▶ **FRAGMENTO DEL DOCUMENTO**:
Por Claudia Pérez Atamoros
Donde se juega a ser buchona mientras, en la misma zona, se rifan mansiones decomisadas. Donde el pensamiento crítico fue hallado sin vida, cubierto de glitter.
“Este año no cumplo años… ¡cumplo PODER!”
Así arranca la invitación a una fiesta privada en uno de los fraccionamientos más exclusivos del sur de la capirucha mexicana. El evento promete música, selfies, copas servidas y, sobre todo, un desfile de mujeres que, por un día, jugarán a ser lo que —supongo— no son ni podrán ser jamás. Porque, oiga usted, para aspirar a ser buchona sabrosona, se necesita juventud. Y esa, ya voló. Lo más que pueden lograr es convertirse en caricaturas de sí mismas.
En Jardines del Pedregal no solo florecen bugambilias importadas. También germina la contradicción, el cinismo y esa forma muy mexicana de maquillarle el rostro al crimen hasta que parezca empoderamiento.
Donde el disfraz no encubre: delata. Se ve como una botarga.

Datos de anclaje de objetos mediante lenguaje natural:
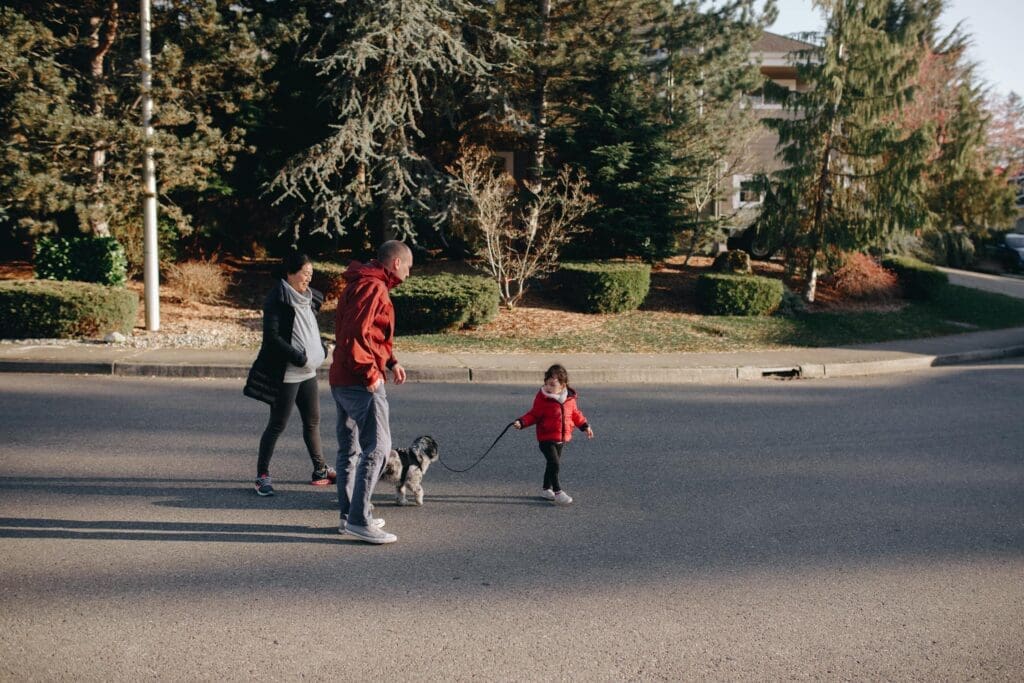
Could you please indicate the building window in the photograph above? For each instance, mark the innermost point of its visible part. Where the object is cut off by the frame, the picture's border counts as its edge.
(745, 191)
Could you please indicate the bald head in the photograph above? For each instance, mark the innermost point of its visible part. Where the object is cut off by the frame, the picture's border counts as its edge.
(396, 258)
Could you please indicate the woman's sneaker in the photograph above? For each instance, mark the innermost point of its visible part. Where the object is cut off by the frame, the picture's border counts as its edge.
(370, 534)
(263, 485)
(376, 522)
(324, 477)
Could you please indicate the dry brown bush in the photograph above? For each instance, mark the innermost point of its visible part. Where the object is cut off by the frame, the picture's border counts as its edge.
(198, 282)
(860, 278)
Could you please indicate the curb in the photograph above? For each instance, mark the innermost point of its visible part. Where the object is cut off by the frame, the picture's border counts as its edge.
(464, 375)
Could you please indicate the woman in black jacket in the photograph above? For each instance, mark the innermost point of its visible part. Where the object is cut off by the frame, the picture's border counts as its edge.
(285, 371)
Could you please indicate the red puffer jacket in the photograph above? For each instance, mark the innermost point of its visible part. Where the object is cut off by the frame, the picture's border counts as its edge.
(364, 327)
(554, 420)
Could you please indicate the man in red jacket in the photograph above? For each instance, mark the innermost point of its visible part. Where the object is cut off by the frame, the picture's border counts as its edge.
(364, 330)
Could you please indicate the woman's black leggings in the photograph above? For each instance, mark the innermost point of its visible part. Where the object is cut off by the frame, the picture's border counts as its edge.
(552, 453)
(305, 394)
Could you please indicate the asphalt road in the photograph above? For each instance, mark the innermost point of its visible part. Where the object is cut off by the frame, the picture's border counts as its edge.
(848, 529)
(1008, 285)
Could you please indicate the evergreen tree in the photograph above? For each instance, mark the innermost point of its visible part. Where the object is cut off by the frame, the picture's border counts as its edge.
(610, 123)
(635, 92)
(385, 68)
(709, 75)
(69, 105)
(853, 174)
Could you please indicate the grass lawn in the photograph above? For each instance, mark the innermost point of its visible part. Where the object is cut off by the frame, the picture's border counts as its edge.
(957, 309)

...

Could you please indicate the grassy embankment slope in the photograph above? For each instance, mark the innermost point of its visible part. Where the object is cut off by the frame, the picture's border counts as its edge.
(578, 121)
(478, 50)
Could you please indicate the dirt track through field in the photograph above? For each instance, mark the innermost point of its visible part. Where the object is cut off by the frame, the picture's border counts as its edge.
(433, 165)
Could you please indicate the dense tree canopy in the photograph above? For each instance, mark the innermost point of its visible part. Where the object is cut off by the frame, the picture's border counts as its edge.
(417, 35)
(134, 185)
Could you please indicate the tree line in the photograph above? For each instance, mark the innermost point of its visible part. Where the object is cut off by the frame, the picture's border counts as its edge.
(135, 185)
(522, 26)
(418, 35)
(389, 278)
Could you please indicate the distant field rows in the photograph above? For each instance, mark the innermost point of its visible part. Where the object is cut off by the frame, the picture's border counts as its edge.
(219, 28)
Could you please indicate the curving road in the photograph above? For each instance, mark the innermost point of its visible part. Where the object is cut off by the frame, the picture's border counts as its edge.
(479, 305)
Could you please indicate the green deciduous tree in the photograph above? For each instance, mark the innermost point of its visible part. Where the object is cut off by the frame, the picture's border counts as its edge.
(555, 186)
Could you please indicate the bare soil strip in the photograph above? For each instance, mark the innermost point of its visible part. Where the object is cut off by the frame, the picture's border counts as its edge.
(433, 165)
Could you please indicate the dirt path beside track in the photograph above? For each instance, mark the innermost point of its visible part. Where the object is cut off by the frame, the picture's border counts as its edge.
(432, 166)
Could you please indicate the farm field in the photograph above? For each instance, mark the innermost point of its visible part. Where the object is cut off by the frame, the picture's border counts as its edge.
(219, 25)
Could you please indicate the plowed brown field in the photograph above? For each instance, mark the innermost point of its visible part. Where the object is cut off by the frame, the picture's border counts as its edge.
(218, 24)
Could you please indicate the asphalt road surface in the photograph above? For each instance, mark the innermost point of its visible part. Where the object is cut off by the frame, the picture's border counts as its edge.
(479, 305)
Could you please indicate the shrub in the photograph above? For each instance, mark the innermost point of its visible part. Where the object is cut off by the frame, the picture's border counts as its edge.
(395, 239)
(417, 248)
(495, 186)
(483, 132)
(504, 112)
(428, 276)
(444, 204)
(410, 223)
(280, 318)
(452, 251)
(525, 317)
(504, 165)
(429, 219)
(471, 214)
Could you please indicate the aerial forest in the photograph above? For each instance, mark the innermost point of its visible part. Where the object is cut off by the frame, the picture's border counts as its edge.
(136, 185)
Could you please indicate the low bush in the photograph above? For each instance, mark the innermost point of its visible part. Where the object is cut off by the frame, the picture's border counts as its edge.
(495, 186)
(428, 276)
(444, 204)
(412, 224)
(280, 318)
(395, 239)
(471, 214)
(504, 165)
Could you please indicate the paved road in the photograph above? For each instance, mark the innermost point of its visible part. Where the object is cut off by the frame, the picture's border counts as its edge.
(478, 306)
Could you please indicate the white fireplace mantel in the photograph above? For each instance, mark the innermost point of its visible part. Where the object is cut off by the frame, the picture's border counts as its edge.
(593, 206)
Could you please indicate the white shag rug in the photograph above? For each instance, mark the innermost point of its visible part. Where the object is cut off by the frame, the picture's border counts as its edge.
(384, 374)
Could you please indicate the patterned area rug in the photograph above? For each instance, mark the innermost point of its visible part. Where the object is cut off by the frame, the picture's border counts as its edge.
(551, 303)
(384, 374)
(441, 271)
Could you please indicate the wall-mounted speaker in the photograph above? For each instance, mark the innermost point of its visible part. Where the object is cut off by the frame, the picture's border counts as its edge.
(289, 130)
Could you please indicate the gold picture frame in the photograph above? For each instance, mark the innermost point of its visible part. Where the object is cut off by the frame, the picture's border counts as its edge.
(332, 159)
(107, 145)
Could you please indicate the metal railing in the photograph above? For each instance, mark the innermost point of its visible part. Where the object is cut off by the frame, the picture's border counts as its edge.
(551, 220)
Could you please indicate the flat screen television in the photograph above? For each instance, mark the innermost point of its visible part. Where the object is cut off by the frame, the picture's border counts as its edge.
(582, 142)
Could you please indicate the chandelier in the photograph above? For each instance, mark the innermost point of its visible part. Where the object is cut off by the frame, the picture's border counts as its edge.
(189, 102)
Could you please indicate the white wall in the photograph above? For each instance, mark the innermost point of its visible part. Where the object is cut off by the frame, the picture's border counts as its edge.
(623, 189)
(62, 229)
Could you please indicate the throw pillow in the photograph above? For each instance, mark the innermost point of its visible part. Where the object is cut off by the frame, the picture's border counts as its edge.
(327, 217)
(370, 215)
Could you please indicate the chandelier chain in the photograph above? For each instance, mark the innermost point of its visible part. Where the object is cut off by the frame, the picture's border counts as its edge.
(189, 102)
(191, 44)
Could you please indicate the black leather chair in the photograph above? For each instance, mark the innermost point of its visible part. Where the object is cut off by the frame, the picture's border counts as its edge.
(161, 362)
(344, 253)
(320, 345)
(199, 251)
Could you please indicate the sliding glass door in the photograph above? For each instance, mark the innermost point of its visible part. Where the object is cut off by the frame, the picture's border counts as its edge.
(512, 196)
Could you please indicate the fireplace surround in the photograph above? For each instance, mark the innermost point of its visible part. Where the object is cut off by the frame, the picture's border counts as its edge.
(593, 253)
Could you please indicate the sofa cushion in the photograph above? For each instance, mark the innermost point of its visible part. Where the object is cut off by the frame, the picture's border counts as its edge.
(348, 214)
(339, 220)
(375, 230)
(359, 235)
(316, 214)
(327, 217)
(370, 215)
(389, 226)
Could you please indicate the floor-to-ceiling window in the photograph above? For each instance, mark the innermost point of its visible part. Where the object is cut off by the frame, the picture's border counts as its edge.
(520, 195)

--

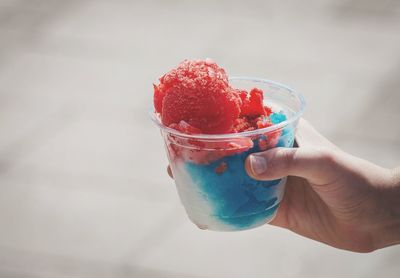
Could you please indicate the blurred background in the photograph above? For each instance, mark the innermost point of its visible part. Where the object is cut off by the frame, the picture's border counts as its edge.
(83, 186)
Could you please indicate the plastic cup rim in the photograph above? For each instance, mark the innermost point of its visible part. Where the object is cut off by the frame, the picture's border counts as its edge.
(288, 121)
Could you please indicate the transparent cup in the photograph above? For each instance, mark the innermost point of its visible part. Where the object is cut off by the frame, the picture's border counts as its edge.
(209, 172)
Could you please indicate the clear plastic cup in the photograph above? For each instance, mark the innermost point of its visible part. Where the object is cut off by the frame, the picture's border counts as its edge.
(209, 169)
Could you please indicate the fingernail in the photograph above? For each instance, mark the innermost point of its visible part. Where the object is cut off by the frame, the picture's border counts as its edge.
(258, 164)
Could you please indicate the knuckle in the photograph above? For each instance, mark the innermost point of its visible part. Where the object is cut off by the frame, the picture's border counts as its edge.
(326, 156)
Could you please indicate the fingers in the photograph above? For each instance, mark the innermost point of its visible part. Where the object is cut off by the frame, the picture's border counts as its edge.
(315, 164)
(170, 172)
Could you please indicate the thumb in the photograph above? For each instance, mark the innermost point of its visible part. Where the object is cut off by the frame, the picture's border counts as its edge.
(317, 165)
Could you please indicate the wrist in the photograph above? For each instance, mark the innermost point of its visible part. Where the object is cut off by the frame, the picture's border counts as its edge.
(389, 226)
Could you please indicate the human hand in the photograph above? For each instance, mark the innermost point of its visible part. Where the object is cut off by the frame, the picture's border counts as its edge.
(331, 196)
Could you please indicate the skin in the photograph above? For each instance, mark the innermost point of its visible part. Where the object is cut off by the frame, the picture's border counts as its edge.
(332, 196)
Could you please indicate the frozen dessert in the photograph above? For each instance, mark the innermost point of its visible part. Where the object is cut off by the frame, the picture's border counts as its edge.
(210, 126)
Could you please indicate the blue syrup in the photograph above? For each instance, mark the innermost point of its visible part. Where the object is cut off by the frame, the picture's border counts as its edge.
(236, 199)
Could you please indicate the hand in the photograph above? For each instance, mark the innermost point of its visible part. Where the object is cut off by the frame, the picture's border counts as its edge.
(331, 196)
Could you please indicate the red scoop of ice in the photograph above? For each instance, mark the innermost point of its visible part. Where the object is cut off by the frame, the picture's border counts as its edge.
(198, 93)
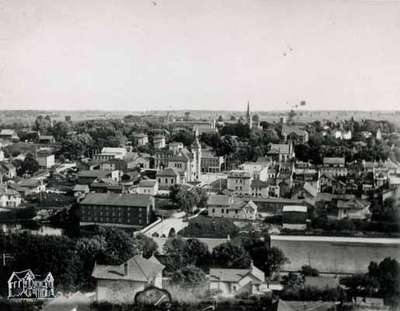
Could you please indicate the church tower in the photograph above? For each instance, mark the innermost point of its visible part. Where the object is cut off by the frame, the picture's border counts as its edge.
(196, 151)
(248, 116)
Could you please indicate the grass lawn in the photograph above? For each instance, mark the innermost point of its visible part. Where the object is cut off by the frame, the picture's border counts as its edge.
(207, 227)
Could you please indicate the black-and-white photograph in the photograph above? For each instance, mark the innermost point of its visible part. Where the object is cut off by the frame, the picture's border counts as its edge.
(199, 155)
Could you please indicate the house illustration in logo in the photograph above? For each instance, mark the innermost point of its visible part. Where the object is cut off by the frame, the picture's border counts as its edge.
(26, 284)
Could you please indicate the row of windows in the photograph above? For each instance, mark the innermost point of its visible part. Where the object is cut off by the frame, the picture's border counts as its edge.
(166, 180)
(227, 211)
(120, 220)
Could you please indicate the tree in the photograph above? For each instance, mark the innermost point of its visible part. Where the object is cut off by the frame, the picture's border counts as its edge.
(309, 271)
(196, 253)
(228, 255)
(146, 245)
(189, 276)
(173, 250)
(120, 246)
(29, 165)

▶ **EJERCICIOS PROPUESTOS**:
a: Contesta estas preguntas con base en el texto sobre la fiesta en Jardines del Pedregal:
(i) ¿Con qué frase arranca la invitación a la fiesta?
(ii) Según el texto, ¿qué se necesita para aspirar a ser buchona sabrosona?
(iii) ¿Qué flores importadas florecen en Jardines del Pedregal?
b: Retoma el texto sobre la fiesta en Jardines del Pedregal a partir de su última oración y continúalo.

▶ **SOLUCIONES POR EJERCICIO**:
a:
(i) "Este año no cumplo años… ¡cumplo PODER!"
(ii) Se necesita juventud.
(iii) Las bugambilias.

b:
Porque fue ahí —en esa cuna de la aristocracia mexicana donde los guardaespaldas se estacionan como si fueran macetas— donde se organizó la fiesta temática buchona glam para celebrar el cumpleaños de una señora bien que quiso, por una tarde, jugar a ser lo que nunca ha tenido que ser (¿o sí?): una mujer construida por bisturí, adicción al lujo y un amor retorcido por la violencia disfrazada de estatus.
“Saca tu bolso de marca (aunque sea del tianguis —o clon, digo yo—), tus labios más rojos, tus uñas más largas… porque por un día vamos a ser todas buchonas de alto calibre”, decía la invitación. Buchonas de alto calibre. Subrayo.
Y ahí comienza el verdadero tema. Porque esta no fue solo una fiesta más: fue un síntoma. Una representación kitsch y colorida de un fenómeno más profundo: la romantización de la buchona como símbolo aspiracional de poder femenino. Una distorsión que merece análisis, no solo memes.
Lo que no decía esa invitación es que, en ese mismo vecindario, vivió Caro Quintero; fue detenido el líder de Los Rodolfos; y que en 2022 se rifó la mansión del mismísimo Señor de los Cielos. Que en esa exclusiva zona han sido asesinados políticos y empresarios por sus propios socios, amantes o jefes. Porque la infamia no distingue: habita en Iztapalapa y en Tlalpan, en Guanajuato y en Sinaloa, en las clases que tienen lo justo y en las que lo tienen todo… aunque no sepan de dónde vino.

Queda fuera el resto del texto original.